» Assignment
Please update the Charles Hubert Le Blond biography between "Charles Hubert Le Blond (November" and "1933 to 1956.", inclusive, replacing "prelate" with "cleric".

» Exercise passage
────────

- See: Diocese of St. Joseph
- In office: July 21, 1933 August 24, 1956
- Predecessor: Francis Gilfillan
- Successor: None

Orders
- Ordination: June 29, 1909 by John Patrick Farrelly
- Consecration: July 21, 1933 by Joseph Schrembs

Personal details
- Born: November 21, 1883 Celina, Ohio, US
- Died: December 30, 1958 (aged 75) St. Joseph, Missouri US
- Denomination: Roman Catholic
- Education: St. Mary's Seminary
- Motto: Opere et veritate (In deed and in truth)

= Charles Hubert Le Blond =

American prelate

Charles Hubert Le Blond (November 21, 1883 - December 30, 1958) was an American prelate of the Roman Catholic Church. He served as bishop of the Diocese of St. Joseph in Missouri from 1933 to 1956.

==Biography==

=== Early life ===
Charles Le Blond was born on November 21, 1883, in Celina, Ohio. He was one of three children of Charles McGinley and Anne Marie (née Brennan) Le Blond. Charles McGinley was a member of the Ohio House of Representatives from 1886 to 1890. Charles Le Blond was a grandson of U.S. Representative Francis Le Blond and a cousin of Judge Frank Le Blond Kloeb.

When Charles Le Blond was age five, the family moved to Cleveland, Ohio. He received his early education at the parochial school of St. John's Cathedral. He then attended St. Ignatius High School in Cleveland for six years, graduating in 1903. Le Blond studied for the priesthood at St. Mary's Seminary, also in Cleveland.

=== Priesthood ===
Le Blond was ordained a priest by Bishop John Patrick Farrelly for the Diocese of Cleveland on June 29, 1909 in Cleveland. After his ordination, the diocese assigned Le Blond as a curate at the Cathedral of St. John the Evangelist Parish in Cleveland, where he remained for two years. In 1911, he was named director of St. Anthony’s  Home for Boys and Young Men in Louisville, Ohio. From 1912 to 1933, he served as the first diocesan director of Catholic Charities and Hospitals. During his tenure as director, he laid a foundation for the many charitable Catholic institutions in the diocese. In 1930, he was one of the delegates sent by the United States to the Pan-American Conference on Child Welfare in Lima, Peru. He also represented the National Catholic Welfare Council at the international conferences on social work in Paris, France (1928) and in Frankfurt, Germany (1932).

────────

[Referring expression grounding rows]

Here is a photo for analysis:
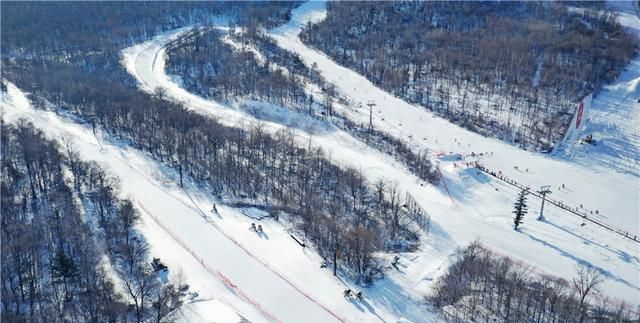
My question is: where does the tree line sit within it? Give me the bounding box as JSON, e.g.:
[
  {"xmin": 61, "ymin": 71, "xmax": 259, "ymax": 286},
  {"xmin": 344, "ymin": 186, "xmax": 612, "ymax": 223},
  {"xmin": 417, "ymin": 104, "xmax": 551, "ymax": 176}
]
[
  {"xmin": 1, "ymin": 120, "xmax": 188, "ymax": 323},
  {"xmin": 7, "ymin": 55, "xmax": 430, "ymax": 279},
  {"xmin": 428, "ymin": 241, "xmax": 640, "ymax": 322},
  {"xmin": 167, "ymin": 27, "xmax": 439, "ymax": 184},
  {"xmin": 301, "ymin": 1, "xmax": 638, "ymax": 150}
]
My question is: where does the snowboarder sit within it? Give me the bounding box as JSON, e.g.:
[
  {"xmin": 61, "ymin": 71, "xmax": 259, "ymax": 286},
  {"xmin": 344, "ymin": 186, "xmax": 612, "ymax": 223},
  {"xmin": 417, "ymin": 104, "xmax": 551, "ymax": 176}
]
[{"xmin": 391, "ymin": 256, "xmax": 400, "ymax": 269}]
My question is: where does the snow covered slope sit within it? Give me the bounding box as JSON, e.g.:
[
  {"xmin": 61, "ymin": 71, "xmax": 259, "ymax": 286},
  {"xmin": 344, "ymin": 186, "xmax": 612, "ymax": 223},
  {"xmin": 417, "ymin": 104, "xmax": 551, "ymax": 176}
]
[
  {"xmin": 271, "ymin": 2, "xmax": 640, "ymax": 234},
  {"xmin": 1, "ymin": 84, "xmax": 384, "ymax": 322},
  {"xmin": 115, "ymin": 2, "xmax": 640, "ymax": 308}
]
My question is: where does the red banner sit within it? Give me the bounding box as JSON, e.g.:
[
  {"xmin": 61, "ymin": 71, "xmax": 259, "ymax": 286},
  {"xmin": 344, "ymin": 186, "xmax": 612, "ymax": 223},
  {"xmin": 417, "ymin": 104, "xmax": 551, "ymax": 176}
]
[{"xmin": 576, "ymin": 100, "xmax": 584, "ymax": 129}]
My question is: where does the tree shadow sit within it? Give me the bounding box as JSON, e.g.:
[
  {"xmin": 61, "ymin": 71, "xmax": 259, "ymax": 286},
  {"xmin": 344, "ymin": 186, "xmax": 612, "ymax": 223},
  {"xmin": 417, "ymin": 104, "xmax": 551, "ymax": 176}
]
[{"xmin": 520, "ymin": 231, "xmax": 640, "ymax": 291}]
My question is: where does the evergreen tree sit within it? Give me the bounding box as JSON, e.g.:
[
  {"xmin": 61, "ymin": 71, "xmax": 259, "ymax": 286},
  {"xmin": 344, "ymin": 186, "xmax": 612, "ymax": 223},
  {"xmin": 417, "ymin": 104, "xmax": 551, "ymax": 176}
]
[
  {"xmin": 513, "ymin": 190, "xmax": 529, "ymax": 230},
  {"xmin": 51, "ymin": 249, "xmax": 79, "ymax": 299}
]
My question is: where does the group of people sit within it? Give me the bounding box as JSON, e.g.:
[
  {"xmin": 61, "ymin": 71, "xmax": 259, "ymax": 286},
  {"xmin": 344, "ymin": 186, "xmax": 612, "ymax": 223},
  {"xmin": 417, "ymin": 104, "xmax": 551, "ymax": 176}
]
[
  {"xmin": 249, "ymin": 222, "xmax": 262, "ymax": 232},
  {"xmin": 343, "ymin": 288, "xmax": 362, "ymax": 300}
]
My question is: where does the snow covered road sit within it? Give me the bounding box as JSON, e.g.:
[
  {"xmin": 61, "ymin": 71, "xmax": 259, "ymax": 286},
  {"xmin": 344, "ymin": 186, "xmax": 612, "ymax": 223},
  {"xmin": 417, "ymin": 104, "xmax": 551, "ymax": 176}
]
[
  {"xmin": 119, "ymin": 2, "xmax": 640, "ymax": 306},
  {"xmin": 270, "ymin": 1, "xmax": 640, "ymax": 238},
  {"xmin": 2, "ymin": 84, "xmax": 346, "ymax": 322}
]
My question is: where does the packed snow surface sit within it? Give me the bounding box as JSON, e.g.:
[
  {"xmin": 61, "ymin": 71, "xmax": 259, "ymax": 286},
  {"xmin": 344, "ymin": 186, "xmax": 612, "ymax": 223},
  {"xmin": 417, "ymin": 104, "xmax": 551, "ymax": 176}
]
[
  {"xmin": 2, "ymin": 2, "xmax": 640, "ymax": 322},
  {"xmin": 123, "ymin": 2, "xmax": 640, "ymax": 312}
]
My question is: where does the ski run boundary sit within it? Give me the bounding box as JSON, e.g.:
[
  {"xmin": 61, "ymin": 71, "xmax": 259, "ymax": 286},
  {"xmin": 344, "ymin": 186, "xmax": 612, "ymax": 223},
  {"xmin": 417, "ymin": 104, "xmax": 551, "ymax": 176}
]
[{"xmin": 475, "ymin": 162, "xmax": 640, "ymax": 243}]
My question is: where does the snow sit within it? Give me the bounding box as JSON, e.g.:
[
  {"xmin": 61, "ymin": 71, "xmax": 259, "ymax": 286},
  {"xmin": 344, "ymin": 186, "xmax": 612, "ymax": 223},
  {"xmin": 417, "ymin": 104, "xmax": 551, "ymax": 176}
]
[
  {"xmin": 2, "ymin": 83, "xmax": 370, "ymax": 322},
  {"xmin": 176, "ymin": 299, "xmax": 243, "ymax": 323},
  {"xmin": 271, "ymin": 2, "xmax": 640, "ymax": 234},
  {"xmin": 1, "ymin": 2, "xmax": 640, "ymax": 322},
  {"xmin": 123, "ymin": 2, "xmax": 640, "ymax": 312}
]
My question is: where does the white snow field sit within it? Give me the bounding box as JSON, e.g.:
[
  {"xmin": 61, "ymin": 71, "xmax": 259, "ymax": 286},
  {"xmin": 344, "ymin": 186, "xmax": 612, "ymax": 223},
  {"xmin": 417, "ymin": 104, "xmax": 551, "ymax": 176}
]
[
  {"xmin": 1, "ymin": 2, "xmax": 640, "ymax": 322},
  {"xmin": 123, "ymin": 2, "xmax": 640, "ymax": 321}
]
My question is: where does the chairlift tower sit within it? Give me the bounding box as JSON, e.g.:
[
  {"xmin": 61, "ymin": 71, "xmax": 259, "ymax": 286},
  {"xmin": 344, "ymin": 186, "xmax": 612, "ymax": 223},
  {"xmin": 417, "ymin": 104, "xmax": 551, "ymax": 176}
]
[
  {"xmin": 367, "ymin": 100, "xmax": 376, "ymax": 134},
  {"xmin": 538, "ymin": 185, "xmax": 551, "ymax": 221}
]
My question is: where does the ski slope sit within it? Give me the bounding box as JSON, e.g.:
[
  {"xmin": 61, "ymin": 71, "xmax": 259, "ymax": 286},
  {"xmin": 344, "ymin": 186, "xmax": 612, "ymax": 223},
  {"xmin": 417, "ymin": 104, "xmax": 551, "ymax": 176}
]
[
  {"xmin": 114, "ymin": 2, "xmax": 640, "ymax": 314},
  {"xmin": 271, "ymin": 2, "xmax": 640, "ymax": 238},
  {"xmin": 2, "ymin": 83, "xmax": 390, "ymax": 322},
  {"xmin": 566, "ymin": 1, "xmax": 640, "ymax": 177}
]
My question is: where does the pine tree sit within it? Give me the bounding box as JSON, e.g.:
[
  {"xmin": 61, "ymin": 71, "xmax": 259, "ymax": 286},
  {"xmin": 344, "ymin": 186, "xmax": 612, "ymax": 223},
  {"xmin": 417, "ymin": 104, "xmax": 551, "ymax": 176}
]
[
  {"xmin": 51, "ymin": 249, "xmax": 79, "ymax": 299},
  {"xmin": 513, "ymin": 190, "xmax": 529, "ymax": 230}
]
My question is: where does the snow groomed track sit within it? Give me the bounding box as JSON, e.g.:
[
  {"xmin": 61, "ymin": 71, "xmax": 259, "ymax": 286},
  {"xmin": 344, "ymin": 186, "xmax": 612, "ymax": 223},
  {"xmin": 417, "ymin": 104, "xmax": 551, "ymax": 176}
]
[{"xmin": 119, "ymin": 2, "xmax": 640, "ymax": 308}]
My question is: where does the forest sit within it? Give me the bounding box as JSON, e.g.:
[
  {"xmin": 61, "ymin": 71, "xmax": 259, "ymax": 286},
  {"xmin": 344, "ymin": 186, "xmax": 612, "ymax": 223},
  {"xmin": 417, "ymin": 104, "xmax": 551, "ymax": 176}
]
[
  {"xmin": 428, "ymin": 241, "xmax": 640, "ymax": 322},
  {"xmin": 6, "ymin": 34, "xmax": 430, "ymax": 290},
  {"xmin": 302, "ymin": 1, "xmax": 638, "ymax": 150},
  {"xmin": 167, "ymin": 26, "xmax": 439, "ymax": 184},
  {"xmin": 1, "ymin": 121, "xmax": 188, "ymax": 323},
  {"xmin": 0, "ymin": 2, "xmax": 637, "ymax": 323}
]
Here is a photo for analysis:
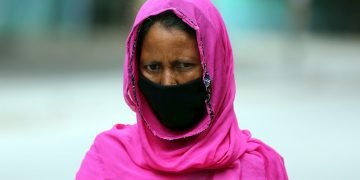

────────

» Response area
Charles Hubert Le Blond (November 21, 1883 - December 30, 1958) was an American cleric of the Roman Catholic Church. He served as bishop of the Diocese of St. Joseph in Missouri from 1933 to 1956.